Rewrite the data below with every "pixel values" changed to "pixel coordinates" and everything else left unchanged.

Rows from a box labeling dataset:
---------------

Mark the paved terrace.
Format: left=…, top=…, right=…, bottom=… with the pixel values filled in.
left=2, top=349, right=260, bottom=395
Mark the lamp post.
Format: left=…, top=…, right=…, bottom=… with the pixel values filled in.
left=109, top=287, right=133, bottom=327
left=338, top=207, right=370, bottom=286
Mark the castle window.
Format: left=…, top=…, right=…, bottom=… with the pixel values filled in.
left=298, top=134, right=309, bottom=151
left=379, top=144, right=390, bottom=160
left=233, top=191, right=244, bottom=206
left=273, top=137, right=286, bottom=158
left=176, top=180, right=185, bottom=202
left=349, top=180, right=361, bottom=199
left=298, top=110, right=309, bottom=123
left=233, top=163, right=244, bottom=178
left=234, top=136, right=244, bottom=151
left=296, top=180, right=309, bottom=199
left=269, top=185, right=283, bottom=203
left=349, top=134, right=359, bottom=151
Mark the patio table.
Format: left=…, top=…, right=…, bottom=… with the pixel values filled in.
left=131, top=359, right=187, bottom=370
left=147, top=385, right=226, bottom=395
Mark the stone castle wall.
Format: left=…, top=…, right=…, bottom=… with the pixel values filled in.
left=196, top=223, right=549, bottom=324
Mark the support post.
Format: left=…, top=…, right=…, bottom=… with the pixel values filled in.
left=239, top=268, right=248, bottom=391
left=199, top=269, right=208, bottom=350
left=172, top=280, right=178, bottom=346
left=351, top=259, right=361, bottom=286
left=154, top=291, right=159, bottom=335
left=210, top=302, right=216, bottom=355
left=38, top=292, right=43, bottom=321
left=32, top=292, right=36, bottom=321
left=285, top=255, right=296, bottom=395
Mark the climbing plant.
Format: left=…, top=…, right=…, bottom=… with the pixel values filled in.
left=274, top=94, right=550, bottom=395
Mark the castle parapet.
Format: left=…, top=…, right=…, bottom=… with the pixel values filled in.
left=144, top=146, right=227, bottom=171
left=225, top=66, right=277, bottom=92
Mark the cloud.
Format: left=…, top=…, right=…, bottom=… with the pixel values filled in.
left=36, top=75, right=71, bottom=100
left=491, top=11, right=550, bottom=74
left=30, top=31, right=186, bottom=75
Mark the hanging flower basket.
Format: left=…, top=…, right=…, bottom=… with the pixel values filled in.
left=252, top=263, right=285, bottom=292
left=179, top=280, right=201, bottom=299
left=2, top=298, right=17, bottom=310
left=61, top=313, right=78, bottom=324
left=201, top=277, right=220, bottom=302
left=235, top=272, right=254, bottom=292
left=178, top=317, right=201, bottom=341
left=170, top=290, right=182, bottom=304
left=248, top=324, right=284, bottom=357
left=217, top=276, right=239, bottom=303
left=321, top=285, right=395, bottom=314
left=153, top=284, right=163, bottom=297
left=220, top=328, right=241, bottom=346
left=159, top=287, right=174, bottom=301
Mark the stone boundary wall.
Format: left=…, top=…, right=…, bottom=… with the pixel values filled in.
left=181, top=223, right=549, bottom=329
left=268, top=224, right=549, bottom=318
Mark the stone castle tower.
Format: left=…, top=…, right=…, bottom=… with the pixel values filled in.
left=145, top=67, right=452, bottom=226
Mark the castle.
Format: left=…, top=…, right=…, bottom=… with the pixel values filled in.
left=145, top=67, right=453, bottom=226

---------------

* [Correct result]
Mark the paved terrace.
Format: left=…, top=…, right=…, bottom=… with the pixel coordinates filled in.
left=2, top=349, right=260, bottom=395
Mark the lamp post.
Format: left=…, top=…, right=…, bottom=… with the pixel coordinates filled in.
left=109, top=287, right=133, bottom=327
left=338, top=207, right=370, bottom=286
Mark the castle window.
Format: left=…, top=…, right=…, bottom=… with the pixel coordinates filled in.
left=298, top=134, right=309, bottom=151
left=379, top=144, right=390, bottom=160
left=233, top=191, right=244, bottom=206
left=273, top=137, right=286, bottom=158
left=176, top=180, right=185, bottom=202
left=349, top=180, right=361, bottom=199
left=298, top=110, right=309, bottom=123
left=233, top=163, right=244, bottom=178
left=234, top=136, right=244, bottom=151
left=296, top=180, right=309, bottom=199
left=269, top=185, right=283, bottom=203
left=349, top=134, right=359, bottom=151
Mark the patio table.
Format: left=…, top=…, right=…, bottom=… with the pixel coordinates filled in.
left=131, top=359, right=187, bottom=370
left=147, top=385, right=226, bottom=395
Mark the stone castle wall.
Format: left=…, top=…, right=…, bottom=… with the pixel coordinates filled in.
left=196, top=223, right=549, bottom=324
Mark the support post.
Format: left=…, top=…, right=…, bottom=… with the pixel coordinates filled in.
left=239, top=268, right=248, bottom=391
left=199, top=269, right=208, bottom=350
left=172, top=280, right=178, bottom=346
left=351, top=259, right=361, bottom=286
left=154, top=291, right=159, bottom=335
left=210, top=302, right=216, bottom=355
left=38, top=292, right=43, bottom=321
left=32, top=292, right=36, bottom=321
left=285, top=255, right=296, bottom=395
Mark the climbing plant.
Format: left=…, top=…, right=…, bottom=… with the pixel coordinates filled in.
left=274, top=94, right=550, bottom=395
Mark the castle parapet.
Format: left=…, top=…, right=…, bottom=… with the pixel coordinates filled in.
left=144, top=146, right=227, bottom=171
left=225, top=66, right=277, bottom=92
Mark the cloud.
Format: left=…, top=…, right=…, bottom=… with the pixel coordinates filled in.
left=36, top=75, right=71, bottom=100
left=491, top=11, right=550, bottom=74
left=30, top=31, right=186, bottom=75
Mark the hanging flower basket.
Format: left=…, top=…, right=…, bottom=… with the pixel coordinates filled in.
left=252, top=263, right=285, bottom=292
left=179, top=280, right=201, bottom=299
left=2, top=298, right=17, bottom=310
left=61, top=313, right=78, bottom=324
left=201, top=277, right=220, bottom=302
left=235, top=272, right=254, bottom=292
left=178, top=317, right=201, bottom=341
left=170, top=290, right=182, bottom=304
left=248, top=324, right=284, bottom=357
left=217, top=276, right=239, bottom=303
left=321, top=285, right=395, bottom=314
left=153, top=284, right=163, bottom=297
left=220, top=328, right=241, bottom=346
left=159, top=287, right=174, bottom=301
Mark the stone boundary wall.
Format: left=…, top=…, right=…, bottom=… with the pixel coordinates filled in.
left=181, top=223, right=549, bottom=329
left=268, top=224, right=549, bottom=318
Mark the stone castle tower.
Format: left=…, top=…, right=…, bottom=… with the pixel coordinates filled in.
left=145, top=67, right=452, bottom=226
Mark the castle.
Format: left=…, top=…, right=…, bottom=… with the pixel coordinates filled in.
left=145, top=67, right=453, bottom=226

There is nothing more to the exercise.